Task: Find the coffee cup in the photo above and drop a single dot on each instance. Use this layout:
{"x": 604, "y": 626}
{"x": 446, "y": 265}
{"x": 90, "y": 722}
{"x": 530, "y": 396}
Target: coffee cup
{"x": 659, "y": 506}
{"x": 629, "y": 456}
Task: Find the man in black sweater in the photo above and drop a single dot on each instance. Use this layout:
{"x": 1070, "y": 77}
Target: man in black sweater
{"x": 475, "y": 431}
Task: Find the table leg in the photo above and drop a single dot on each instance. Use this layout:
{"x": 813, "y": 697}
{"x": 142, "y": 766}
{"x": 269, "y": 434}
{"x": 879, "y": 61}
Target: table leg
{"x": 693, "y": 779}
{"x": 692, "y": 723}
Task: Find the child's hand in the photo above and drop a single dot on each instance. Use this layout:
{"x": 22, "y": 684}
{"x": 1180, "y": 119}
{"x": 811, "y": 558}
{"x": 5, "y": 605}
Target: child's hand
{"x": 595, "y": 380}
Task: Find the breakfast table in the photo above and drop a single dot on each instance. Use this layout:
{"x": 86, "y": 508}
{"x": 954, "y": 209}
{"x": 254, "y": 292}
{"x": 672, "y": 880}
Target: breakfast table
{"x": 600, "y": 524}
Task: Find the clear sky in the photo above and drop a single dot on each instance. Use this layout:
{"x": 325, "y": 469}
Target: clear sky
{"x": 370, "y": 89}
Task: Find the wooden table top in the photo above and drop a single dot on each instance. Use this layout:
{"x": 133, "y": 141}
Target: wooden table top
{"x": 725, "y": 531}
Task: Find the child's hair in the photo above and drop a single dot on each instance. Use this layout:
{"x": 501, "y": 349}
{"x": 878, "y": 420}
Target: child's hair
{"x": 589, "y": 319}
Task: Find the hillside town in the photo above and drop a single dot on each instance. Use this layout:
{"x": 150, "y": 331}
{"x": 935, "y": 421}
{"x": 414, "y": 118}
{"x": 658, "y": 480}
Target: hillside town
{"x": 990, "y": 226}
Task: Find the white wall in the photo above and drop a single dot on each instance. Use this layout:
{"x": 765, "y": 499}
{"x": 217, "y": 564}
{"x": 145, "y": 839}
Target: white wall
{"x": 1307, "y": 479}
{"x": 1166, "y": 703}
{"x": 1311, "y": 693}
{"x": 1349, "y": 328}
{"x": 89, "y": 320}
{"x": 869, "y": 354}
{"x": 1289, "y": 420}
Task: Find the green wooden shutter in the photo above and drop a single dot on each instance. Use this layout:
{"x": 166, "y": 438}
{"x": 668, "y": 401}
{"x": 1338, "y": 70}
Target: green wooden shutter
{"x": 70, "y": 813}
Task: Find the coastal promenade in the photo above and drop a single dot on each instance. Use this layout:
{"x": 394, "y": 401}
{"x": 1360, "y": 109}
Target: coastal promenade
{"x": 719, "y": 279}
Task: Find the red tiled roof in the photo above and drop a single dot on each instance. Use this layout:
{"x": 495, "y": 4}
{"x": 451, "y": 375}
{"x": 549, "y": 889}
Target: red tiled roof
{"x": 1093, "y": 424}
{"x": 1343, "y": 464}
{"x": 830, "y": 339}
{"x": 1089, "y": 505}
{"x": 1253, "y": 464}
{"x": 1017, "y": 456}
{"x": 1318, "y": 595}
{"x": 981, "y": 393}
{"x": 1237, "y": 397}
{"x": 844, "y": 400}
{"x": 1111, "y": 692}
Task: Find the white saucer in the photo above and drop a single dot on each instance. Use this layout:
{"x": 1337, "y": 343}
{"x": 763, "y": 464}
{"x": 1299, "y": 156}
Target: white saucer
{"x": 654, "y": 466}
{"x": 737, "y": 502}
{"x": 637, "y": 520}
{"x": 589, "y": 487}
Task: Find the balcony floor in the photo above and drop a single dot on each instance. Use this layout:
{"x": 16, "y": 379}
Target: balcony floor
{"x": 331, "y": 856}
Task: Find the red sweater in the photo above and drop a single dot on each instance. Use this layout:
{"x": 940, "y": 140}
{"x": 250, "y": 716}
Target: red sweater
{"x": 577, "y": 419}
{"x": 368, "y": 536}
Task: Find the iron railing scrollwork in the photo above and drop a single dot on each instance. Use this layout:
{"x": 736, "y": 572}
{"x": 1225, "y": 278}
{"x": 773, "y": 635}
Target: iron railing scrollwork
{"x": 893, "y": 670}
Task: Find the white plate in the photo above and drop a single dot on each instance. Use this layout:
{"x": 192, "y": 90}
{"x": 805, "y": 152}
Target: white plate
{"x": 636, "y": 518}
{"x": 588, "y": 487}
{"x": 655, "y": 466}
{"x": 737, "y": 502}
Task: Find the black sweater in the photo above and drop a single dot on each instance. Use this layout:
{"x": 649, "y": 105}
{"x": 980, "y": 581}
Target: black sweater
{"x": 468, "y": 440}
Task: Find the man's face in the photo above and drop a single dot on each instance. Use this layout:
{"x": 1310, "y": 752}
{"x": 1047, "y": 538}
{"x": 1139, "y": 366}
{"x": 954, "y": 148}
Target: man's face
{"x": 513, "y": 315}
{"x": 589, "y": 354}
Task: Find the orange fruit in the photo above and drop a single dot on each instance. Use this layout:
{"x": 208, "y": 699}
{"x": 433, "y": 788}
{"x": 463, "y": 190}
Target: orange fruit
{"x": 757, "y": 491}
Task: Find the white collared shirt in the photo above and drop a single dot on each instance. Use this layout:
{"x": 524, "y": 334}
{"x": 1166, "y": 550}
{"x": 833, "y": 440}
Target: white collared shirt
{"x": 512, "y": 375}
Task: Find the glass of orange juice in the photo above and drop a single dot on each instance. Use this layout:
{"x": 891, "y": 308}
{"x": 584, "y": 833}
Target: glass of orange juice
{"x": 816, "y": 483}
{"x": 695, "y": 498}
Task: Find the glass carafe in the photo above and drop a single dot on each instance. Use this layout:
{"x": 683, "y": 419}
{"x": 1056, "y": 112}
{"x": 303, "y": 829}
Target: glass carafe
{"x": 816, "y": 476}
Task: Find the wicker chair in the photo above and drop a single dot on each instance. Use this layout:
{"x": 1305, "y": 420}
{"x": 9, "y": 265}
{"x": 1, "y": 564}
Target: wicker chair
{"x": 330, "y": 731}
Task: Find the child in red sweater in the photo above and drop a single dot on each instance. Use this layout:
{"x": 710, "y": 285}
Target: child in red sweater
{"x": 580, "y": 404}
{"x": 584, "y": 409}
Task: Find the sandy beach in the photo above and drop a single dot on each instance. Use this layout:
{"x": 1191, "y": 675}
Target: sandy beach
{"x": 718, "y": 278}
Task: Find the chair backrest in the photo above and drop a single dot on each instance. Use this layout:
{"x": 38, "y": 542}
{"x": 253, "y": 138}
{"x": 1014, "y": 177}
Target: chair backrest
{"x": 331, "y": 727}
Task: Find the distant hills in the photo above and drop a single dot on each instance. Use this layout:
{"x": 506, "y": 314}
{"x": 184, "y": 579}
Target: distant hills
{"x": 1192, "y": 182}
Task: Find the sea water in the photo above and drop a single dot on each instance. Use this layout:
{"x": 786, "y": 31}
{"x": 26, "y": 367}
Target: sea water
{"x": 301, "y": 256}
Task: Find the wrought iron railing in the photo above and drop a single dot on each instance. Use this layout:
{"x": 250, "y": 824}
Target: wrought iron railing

◇ ◇ ◇ ◇

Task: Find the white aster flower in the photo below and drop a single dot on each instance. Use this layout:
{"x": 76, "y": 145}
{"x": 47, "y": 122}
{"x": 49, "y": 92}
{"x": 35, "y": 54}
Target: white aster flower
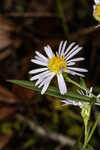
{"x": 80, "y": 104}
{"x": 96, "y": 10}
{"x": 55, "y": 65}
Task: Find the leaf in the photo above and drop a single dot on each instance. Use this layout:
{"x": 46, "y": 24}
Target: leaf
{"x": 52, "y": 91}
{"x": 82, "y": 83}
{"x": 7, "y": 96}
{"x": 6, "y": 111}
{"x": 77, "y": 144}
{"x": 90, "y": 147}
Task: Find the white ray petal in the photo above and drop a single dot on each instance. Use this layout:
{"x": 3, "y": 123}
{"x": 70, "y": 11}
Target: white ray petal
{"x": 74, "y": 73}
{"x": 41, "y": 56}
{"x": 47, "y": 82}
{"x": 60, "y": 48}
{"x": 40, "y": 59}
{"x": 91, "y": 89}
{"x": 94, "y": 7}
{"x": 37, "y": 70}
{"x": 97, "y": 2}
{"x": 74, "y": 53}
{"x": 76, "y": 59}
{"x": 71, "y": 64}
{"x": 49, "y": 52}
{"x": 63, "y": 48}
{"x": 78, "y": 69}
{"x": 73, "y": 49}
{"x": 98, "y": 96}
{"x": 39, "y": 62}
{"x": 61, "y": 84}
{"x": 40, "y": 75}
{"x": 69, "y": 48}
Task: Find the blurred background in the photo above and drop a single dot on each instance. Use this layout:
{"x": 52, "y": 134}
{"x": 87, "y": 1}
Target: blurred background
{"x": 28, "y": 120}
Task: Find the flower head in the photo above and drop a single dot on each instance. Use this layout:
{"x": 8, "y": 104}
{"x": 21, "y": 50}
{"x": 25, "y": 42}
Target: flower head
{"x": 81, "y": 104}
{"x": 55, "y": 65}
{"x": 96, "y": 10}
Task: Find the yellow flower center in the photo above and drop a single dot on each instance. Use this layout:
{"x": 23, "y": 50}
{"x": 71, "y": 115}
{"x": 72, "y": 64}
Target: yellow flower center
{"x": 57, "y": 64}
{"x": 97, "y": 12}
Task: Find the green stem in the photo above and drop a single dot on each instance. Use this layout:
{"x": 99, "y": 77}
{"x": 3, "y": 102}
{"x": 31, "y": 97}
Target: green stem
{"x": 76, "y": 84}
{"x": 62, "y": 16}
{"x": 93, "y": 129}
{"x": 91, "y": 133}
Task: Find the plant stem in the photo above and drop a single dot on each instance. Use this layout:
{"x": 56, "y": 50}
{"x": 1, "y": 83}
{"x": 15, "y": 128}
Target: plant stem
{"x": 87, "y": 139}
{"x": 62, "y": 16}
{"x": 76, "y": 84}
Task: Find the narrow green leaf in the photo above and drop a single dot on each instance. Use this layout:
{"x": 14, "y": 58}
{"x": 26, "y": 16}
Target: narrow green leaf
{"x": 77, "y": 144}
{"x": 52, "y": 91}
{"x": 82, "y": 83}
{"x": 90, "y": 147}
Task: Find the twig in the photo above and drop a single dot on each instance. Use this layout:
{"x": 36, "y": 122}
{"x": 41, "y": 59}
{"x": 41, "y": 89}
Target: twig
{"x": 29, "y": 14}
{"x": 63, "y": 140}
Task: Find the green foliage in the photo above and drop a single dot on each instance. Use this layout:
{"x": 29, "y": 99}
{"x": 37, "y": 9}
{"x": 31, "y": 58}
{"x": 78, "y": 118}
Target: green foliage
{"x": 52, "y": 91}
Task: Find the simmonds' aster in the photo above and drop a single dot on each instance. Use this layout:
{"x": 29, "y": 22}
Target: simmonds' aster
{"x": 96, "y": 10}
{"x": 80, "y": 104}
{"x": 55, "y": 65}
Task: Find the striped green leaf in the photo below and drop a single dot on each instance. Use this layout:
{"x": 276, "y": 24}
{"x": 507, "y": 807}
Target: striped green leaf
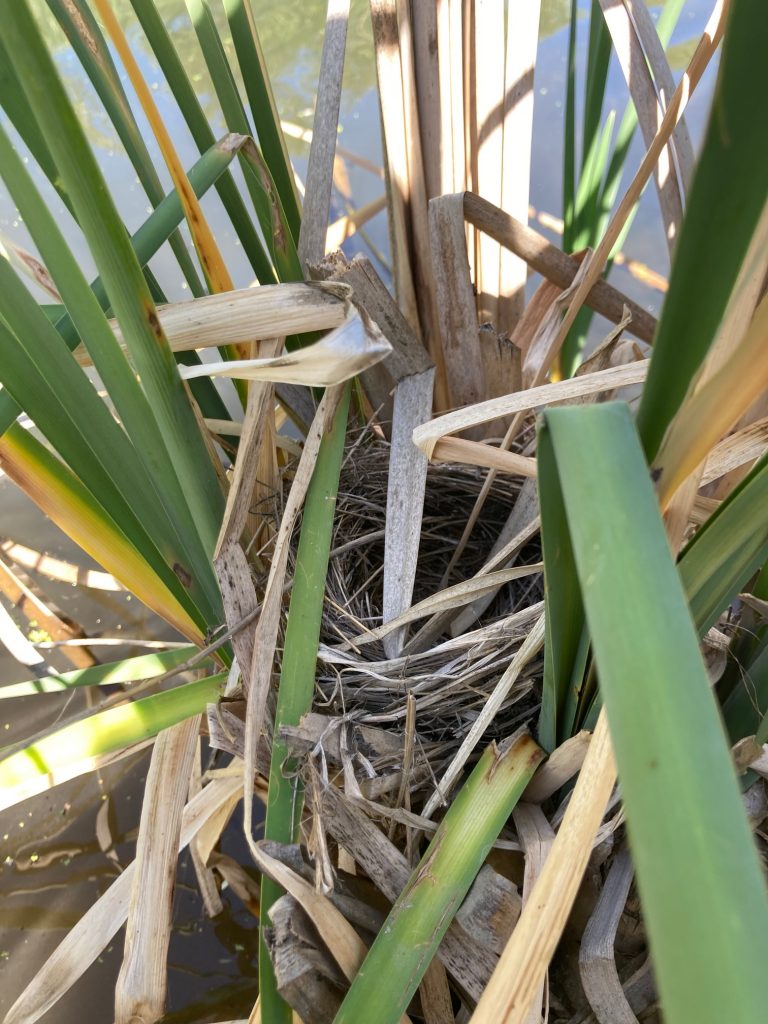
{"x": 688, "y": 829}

◇ ◇ ◇ ◇

*INSTRUCTIONS FOR THE TASK*
Reproduce the material starting at the line that contains "Task: Find the sandy" and ending at the line that contains "Target: wrought iron railing", swapping "sea water" for "ocean water" and keeping everything else unchanged.

*REPLY*
Task: Find the sandy beach in the photo above and drop a single dot on each instance. Use this layout:
{"x": 1191, "y": 675}
Target: sandy beach
{"x": 718, "y": 278}
Task: Find the chair backrest in the photo above and drop a single dot on each instance. Use this layout:
{"x": 38, "y": 542}
{"x": 253, "y": 138}
{"x": 1014, "y": 177}
Target: chair backrest
{"x": 331, "y": 727}
Task: Find the distant hills in the photo above and drop a single dot on each instance. Use this layout:
{"x": 506, "y": 314}
{"x": 184, "y": 579}
Target: distant hills
{"x": 1192, "y": 182}
Task: Find the ocean water in the photo above and drop a single dot on each instance. Use this layout:
{"x": 786, "y": 31}
{"x": 26, "y": 367}
Target: ocean water
{"x": 301, "y": 256}
Task: Find the wrought iron railing in the photo above and drop a single dot on each instance. Use this layout:
{"x": 250, "y": 824}
Target: wrought iron railing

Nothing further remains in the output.